PROBLEM TO SOLVE >> Transcribe the passage of the shading tutorial below, starting with "So you can see" and going on through "so. Do this.".

EXCERPT >>
So what I'm going to do, is I'm going to use a color that I'm not using in the design, which is this kind of magenta pink color, then I'll select the Blob Brush, and now I'm just going to draw my shading exactly the way I want it, in this case, like this. And it creates this shape like that, and then I can select the inner part and just delete what I don't need. And that's all I'm going to do with the Blob Brush, and you can see it has that same kind of wobble-ness as my line work from my inking, and that's why I'm using it, it's very compatible with the style.
So I'll select the shape of the eye, and I'm going to clone it, Command C, Command F, I have that assigned to the F3 key, via Keyboard Shortcuts, so I'll hit that, create a clone the shape, select the shape I just painted, and then in Pathfinder do intersect here, click that, and it gives me my final shape. And now it's at this point, let's go ahead and zoom out, it's at this point I can then take the Eye Dropper and color that the darker shaded color to pull off the shading on that shape. And that's the methodology I'm going to go ahead and use on everything to create all the shapes here, so I'm just going to go ahead and quickly create all the shading for all the various shapes here, so we'll do this one, which we'll make up this purple, we'll select the purple, we're going to clone that shape, select this, intersect it, and then we can go over here and sample that color for that.
We can go ahead and do, let's go ahead and do this, we don't have purple anywhere, so it's okay if we're not using the pink color, just as long as the purple doesn't go over any other purple color. If it does, it'll fuse to that color since it's the same one. In this case we don't have to worry about that, we're not working with purple anywhere close. I'll go head and select the magenta color again, and I'm just going to create some of the other detailing here, so we'll do this, which will be this shadowing on this part of his nose.
And then at the bottom of the nose, I want the shadowing to kind of go like this. Once again, it's going to create a line because that's what we're painting, and you can just select the inner part and just hit Delete to delete it like this. We'll go ahead and unite these, that way we can take the nose, clone the nose shape, select the shading we drew for the nose, intersect it, and it ends up being the exact shape we need, we can go over here, sample the darker red, and you can see the shading it creates, now we're going to create a few more pieces of the shading, we'll select the pink.
I'm going to do above the eye and below the eye, so we'll go like this. And we'll do the shape right underneath the eye like that. And once again, it's okay if it's a little sloppy. It's very forgiving, the style, and now I'm going to clone this shape, select the shading on the top eyelid. And select this shape, clone it, intersect it with that, and I'll select these two shapes, it'll make up the shading of this, and I'll apply the darker color to those shapes.
So you can see how this methodology is working, oh actually let's go ahead and do the leaf 'cause this is a little different in terms of the shading here. I just want to create a little more volume on the leaf, so let's select this color, and I'm just going to create, kind of cut it in half, but by doing so, when I color it, it'll give it some nice volume, some nice dimensions, so. Do this.
(clicking) If you watch me create artwork just in the raw without commentary, there's a lot of dead space where I'm not really saying much because I'm just working, I usually don't talk unless I'm talking to my cat when I'm working, but in this case, we're going to intersect this again, and now we can go over here, actually let's zoom out, grab the Eye Dropper, and we'll sample that color.

DATASET CONTENT >>
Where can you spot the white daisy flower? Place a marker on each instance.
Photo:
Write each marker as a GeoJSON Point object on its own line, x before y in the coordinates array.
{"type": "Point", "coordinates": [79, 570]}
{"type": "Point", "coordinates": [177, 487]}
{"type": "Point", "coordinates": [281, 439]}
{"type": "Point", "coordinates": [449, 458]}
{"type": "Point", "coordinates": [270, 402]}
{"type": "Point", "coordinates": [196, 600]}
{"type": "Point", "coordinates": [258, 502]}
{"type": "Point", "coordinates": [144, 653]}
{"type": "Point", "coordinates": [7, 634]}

--

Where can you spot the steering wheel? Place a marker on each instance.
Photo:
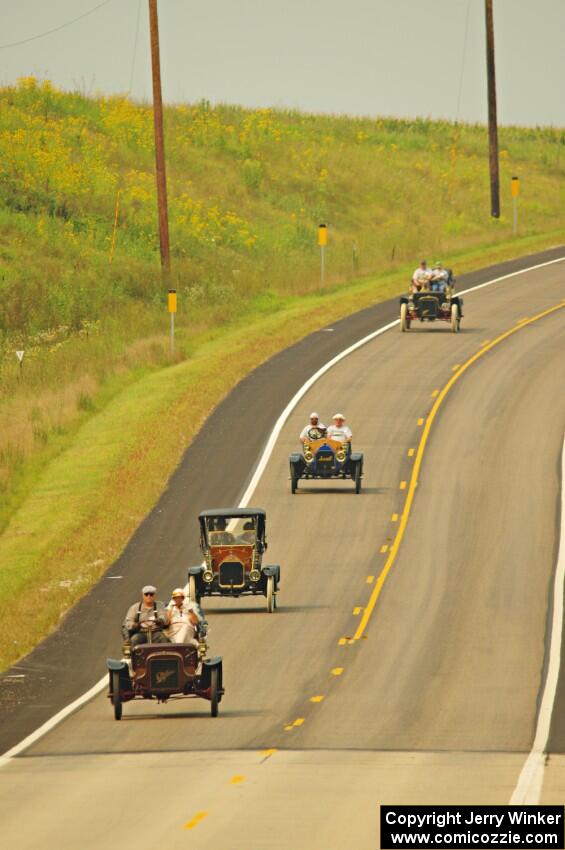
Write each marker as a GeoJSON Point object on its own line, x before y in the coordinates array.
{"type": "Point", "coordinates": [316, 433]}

FINISHED ANSWER >>
So you can see how this methodology is working, oh actually let's go ahead and do the leaf 'cause this is a little different in terms of the shading here. I just want to create a little more volume on the leaf, so let's select this color, and I'm just going to create, kind of cut it in half, but by doing so, when I color it, it'll give it some nice volume, some nice dimensions, so. Do this.